** Opening Extracted text block **
The Canavalia genus of Papilionoideae vines includes about 51 species that exhibit wonderful variation and distribution patterns (see Sauer, 1964, for review), and is popularly known as
Mucuna or "Feijao Bravo" (wild bean). Canavalia is palatable to livestock and high in protein; however, it contains toxic compounds and must be used with caution. Usually Canavalia is used as a green adubation to improve soil productivity. The seeds of various Canavalia species are used as a source of important lectins that have already been purified and characterized, such as concanavalin A from Canavalia ensiformis seeds, and ConGF from Canavalia grandiflora seeds.
ConGF is a D-glucose/D-mannose-specific lectin with physicochemical and structural properties similar to those of lectins from Canavalia and related genera from the subtribe Diocleinae. ConGF was purified by affinity chromatography on Sephadex G-50 (Ceccatto et al., 2002). By SDS polyacrylamide gel electrophoresis, ConGF yielded three protein bands with apparent molecular masses of 29—30 kDa (alpha chain), 16—18 kDa (beta fragment), and 12—13 kDa (gamma fragment) (Figure 94.1). The amino acid composition analysis of ConGF showed that the protein is rich in aspartic acid and serine (Table 94.1). Methionine and cysteine residues were not detected. This profile is very similar to the amino acid composition shown by other Diocleinae lectins, and it is characteristic of most plant stored seed proteins. Furthermore, ConGF demonstrates important effects as a modulator of key inflammatory events accruing at the interface of leukocytes and the vascular endothelium during inflammatory responses.
** Closing Extracted text block **
Write out the part of the Canavalia passage word for word, starting at the words "The Canavalia genus" and stopping after the words "Canavalia grandiflora seeds.". The data is kept apart from the Canavalia passage and stands on its own.
** Opening Supplied information block **
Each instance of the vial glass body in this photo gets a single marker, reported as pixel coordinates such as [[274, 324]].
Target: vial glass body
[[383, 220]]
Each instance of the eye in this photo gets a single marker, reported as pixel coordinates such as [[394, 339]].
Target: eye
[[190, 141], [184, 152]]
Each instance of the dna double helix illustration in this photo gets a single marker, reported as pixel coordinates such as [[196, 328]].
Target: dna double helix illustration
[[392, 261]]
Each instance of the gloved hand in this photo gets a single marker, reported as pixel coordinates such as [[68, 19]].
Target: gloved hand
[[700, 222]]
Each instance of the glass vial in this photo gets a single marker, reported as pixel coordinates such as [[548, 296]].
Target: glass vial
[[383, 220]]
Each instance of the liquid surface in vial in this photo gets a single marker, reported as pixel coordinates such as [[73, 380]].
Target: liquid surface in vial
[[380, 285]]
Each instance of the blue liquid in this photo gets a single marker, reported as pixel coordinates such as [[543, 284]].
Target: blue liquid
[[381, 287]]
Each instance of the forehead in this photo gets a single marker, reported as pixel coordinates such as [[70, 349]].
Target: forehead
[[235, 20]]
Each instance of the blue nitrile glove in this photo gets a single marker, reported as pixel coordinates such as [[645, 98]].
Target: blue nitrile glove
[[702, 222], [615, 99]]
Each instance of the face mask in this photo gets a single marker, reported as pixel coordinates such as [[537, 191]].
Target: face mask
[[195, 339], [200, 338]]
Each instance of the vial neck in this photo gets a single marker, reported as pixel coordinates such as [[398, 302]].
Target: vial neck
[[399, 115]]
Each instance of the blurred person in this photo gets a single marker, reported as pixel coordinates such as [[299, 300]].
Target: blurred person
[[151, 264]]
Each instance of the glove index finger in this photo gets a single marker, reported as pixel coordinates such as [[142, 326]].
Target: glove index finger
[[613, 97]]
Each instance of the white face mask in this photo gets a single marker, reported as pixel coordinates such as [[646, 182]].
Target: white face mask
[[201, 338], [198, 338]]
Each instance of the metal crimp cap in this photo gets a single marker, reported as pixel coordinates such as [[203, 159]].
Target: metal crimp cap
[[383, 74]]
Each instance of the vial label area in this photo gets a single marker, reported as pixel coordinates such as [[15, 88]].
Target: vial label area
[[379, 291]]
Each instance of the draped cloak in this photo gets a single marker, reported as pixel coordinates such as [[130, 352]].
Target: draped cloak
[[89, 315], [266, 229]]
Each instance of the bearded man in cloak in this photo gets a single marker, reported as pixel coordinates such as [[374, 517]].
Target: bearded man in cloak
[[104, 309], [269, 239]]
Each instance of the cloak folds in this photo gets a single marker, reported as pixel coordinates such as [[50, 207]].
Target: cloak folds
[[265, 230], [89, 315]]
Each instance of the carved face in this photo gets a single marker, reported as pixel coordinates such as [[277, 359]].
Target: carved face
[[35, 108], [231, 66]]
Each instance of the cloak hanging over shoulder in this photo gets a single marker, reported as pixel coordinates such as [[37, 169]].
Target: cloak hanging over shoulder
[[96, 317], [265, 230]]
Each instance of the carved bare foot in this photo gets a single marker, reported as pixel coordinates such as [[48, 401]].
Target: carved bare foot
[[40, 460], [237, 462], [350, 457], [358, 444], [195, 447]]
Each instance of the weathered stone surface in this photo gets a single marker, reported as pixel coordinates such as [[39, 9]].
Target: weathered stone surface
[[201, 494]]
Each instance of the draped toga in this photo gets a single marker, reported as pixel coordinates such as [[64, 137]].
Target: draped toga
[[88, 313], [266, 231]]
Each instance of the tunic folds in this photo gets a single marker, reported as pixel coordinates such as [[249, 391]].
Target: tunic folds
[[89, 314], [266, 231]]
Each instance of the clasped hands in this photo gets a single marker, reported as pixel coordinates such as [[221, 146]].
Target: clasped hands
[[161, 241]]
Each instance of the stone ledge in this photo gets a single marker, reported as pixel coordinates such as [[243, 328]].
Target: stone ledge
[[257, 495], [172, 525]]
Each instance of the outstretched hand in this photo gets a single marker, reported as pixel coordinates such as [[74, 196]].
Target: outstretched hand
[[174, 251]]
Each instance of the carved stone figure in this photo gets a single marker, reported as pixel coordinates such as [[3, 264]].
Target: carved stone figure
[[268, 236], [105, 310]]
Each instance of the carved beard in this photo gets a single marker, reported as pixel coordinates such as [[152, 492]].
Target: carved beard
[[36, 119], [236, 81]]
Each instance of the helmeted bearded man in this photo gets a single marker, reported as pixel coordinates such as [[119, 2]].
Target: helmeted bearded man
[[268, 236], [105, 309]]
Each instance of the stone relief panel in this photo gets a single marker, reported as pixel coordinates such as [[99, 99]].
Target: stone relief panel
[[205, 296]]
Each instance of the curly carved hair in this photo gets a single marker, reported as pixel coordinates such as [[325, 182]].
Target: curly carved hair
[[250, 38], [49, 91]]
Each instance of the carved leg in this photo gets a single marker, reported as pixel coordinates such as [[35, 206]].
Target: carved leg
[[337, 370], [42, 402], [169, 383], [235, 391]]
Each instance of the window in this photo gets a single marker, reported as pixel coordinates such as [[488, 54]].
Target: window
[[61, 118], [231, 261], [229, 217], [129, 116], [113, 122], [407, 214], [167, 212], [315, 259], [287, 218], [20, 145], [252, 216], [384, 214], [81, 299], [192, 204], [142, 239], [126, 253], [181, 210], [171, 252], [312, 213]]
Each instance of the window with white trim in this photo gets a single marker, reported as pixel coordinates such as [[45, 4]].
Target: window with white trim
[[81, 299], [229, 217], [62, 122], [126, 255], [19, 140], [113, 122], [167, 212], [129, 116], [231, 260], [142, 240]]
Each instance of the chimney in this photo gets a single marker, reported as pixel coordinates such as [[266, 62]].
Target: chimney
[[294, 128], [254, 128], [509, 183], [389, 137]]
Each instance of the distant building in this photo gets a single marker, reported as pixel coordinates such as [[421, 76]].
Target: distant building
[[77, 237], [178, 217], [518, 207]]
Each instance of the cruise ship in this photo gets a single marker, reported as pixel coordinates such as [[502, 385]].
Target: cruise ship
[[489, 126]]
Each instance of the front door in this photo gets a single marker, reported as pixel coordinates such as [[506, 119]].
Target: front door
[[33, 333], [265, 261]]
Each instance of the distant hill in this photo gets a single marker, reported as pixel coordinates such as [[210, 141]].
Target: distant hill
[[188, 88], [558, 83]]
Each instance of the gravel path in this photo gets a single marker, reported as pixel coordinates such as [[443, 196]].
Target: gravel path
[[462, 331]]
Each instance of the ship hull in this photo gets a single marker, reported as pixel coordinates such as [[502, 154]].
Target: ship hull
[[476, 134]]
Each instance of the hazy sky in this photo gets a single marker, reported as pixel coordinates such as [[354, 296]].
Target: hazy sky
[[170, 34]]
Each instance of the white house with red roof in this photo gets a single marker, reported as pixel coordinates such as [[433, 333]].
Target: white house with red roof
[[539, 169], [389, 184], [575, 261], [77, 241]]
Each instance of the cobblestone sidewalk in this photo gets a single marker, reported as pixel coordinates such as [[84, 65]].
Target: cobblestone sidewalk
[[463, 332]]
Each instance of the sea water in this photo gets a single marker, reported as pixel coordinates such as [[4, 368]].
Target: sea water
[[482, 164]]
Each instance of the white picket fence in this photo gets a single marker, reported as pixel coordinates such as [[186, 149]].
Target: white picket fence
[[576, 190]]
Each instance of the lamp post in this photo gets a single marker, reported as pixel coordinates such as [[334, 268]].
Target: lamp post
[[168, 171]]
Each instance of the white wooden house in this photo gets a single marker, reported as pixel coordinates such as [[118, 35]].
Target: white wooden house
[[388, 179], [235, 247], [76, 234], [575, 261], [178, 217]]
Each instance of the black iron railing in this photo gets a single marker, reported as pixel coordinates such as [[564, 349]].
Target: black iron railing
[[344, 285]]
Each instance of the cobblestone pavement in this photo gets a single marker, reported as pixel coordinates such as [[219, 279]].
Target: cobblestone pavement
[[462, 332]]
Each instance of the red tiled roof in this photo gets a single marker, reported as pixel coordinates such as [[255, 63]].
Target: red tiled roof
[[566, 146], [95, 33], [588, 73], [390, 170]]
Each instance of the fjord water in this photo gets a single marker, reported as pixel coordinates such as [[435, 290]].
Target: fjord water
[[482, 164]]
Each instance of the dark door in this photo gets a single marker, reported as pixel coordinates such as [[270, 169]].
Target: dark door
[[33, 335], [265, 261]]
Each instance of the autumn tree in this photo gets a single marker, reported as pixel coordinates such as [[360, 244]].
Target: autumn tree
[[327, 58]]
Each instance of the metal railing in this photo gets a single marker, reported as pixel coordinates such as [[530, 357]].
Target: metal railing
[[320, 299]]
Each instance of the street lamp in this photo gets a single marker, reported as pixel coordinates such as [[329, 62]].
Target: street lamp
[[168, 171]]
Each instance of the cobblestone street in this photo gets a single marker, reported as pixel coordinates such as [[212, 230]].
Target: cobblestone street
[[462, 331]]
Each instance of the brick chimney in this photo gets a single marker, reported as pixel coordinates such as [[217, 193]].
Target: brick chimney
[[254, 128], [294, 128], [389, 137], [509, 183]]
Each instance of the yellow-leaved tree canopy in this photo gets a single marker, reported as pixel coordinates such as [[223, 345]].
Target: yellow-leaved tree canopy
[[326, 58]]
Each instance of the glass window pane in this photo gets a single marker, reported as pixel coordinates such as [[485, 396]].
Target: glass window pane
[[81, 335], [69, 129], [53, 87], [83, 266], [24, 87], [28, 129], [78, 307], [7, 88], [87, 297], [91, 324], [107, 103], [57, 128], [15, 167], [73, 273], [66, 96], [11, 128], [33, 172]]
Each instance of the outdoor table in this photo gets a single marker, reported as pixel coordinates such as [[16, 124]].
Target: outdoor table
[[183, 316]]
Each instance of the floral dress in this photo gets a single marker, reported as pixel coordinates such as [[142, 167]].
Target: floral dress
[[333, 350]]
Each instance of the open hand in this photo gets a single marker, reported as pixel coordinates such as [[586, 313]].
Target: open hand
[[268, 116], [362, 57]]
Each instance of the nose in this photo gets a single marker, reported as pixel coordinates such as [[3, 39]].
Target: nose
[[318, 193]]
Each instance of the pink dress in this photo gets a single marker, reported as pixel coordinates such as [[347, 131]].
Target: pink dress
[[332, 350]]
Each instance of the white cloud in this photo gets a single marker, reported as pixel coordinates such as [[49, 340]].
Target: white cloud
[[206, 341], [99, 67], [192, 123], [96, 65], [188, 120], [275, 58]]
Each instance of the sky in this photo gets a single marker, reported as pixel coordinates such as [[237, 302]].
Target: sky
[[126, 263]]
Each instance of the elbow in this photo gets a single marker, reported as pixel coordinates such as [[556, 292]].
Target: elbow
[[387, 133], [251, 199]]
** Closing Supplied information block **
Output for this exercise:
The Canavalia genus of Papilionoideae vines includes about 51 species that exhibit wonderful variation and distribution patterns (see Sauer, 1964, for review), and is popularly known as
Mucuna or "Feijao Bravo" (wild bean). Canavalia is palatable to livestock and high in protein; however, it contains toxic compounds and must be used with caution. Usually Canavalia is used as a green adubation to improve soil productivity. The seeds of various Canavalia species are used as a source of important lectins that have already been purified and characterized, such as concanavalin A from Canavalia ensiformis seeds, and ConGF from Canavalia grandiflora seeds.